Save the Guard from that Loop
I keep being amazed by Eric Wastl's skills of coming up with puzzles involving 2d grids and always managing to make them interesting and hardly ever repetitive 😀
This time, part 1 is a rather classical "start from a ^ point and keep straight until you bump into a # obstacle, then rotate 90 degrees towards the right, and continue until you fall beyond the grid's edge" kind of task.
....#.....
.........#
..........
..#.......
.......#..
..........
.#..^.....
........#.
#.........
......#...
Parsing the input with my established data structure (a map with an {x,y} coordinate as key and the corresponding character as the value), I just had to write a bunch of helper types and functions, specifically enums for cardinals and rotation directions:
enum Cardinal { NORTH, EAST, SOUTH, WEST }
enum Direction { LEFT, RIGHT } // only RIGHT is needed for this challenge
and functions to move straight depending on the source position and facing direction, and to right-rotate (I also did the left version, because after the past years I suspect I will need it sooner or later...):
function move(source: Coord, direction: Cardinal) {
switch (direction) {
case Cardinal.NORTH:
return new Coord(source.x, source.y - 1);
case Cardinal.EAST:
return new Coord(source.x + 1, source.y);
case Cardinal.SOUTH:
return new Coord(source.x, source.y + 1);
case Cardinal.WEST:
return new Coord(source.x - 1, source.y);
default:
throw new Error('No such cardinal');
}
}
function rotate(source: Cardinal, rotationSense: Direction): Cardinal {
switch (rotationSense) {
case Direction.RIGHT:
return (source + 1) % 4 as Cardinal;
case Direction.LEFT:
return (source - 1 + 4) % 4 as Cardinal;
}
}
Note that in my grid definition the X and Y axis point towards East and South (as opposed to North) respectively, simply because parsing the text input line by line fits this model more naturally. It's just a matter of remembering that, if the pointer is moving South, then the Y values are increasing instead of decreasing.
The goal for part 1 is to find the number of distinct positions on the grid that the pointer (our Guard Gallivant) occupies, so the logic behind my solution is basically to let the guard move and rotate on the grid until it bumps into an edge, keeping track of the various coordinates along the way.
────────────────────────────────────────
Required tasks:
a) Transcribe the guard puzzle post from "Save the Guard" to "kind of task.".
b) Name every value of the Cardinal enum defined in the guard puzzle post.
c) For each statement, say whether it agrees with the guard puzzle post, and quote the words that decide it: (i) Only the right rotation is needed for this challenge. (ii) In the grid definition, the Y axis points toward North. (iii) The parsed map uses the character as its key and the coordinate as its value.
The records that come next are drawn from a separate source.

Provided material:
────────────────────────────────────────
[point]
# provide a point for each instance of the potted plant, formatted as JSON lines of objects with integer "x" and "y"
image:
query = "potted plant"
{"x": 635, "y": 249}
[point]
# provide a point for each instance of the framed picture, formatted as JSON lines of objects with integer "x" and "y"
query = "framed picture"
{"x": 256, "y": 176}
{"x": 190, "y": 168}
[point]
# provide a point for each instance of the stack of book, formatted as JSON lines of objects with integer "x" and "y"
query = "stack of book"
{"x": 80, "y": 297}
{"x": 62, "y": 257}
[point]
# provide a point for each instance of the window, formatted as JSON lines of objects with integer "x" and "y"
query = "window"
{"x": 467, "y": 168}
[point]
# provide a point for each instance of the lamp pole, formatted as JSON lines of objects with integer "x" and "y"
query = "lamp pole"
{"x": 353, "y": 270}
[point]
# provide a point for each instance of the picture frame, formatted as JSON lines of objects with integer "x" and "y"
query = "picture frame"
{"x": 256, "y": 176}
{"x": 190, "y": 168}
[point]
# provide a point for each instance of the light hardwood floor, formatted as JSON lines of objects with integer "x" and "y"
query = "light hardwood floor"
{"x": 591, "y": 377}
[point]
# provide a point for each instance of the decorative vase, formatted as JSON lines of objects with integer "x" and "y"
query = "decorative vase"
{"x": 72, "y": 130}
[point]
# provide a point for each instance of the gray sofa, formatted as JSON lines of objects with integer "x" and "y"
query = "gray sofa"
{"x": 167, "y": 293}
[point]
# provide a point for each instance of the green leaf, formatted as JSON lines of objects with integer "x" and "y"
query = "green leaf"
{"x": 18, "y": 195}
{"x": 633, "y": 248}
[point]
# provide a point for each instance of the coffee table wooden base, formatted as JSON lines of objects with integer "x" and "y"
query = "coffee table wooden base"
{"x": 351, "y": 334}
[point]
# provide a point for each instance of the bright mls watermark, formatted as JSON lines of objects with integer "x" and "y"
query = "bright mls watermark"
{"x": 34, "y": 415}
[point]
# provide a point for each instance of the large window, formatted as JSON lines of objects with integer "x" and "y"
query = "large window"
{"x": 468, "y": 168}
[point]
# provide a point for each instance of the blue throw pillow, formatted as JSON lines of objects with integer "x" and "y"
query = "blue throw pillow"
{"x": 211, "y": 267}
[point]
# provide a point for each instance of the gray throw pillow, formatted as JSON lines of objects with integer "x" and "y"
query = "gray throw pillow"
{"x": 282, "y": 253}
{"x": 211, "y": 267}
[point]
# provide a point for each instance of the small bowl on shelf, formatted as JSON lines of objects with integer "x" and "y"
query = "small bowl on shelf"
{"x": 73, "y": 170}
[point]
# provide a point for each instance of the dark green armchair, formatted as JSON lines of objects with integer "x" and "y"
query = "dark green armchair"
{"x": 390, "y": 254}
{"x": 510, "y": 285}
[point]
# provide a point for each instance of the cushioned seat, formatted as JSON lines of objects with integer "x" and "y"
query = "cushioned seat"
────────────────────────────────────────
Responses in order:
a)
Save the Guard from that Loop
I keep being amazed by Eric Wastl's skills of coming up with puzzles involving 2d grids and always managing to make them interesting and hardly ever repetitive 😀
This time, part 1 is a rather classical "start from a ^ point and keep straight until you bump into a # obstacle, then rotate 90 degrees towards the right, and continue until you fall beyond the grid's edge" kind of task.

b) NORTH, EAST, SOUTH, WEST

c)
(i) Yes: "only RIGHT is needed for this challenge"
(ii) No: "the X and Y axis point towards East and South (as opposed to North) respectively"
(iii) No: "a map with an {x,y} coordinate as key and the corresponding character as the value"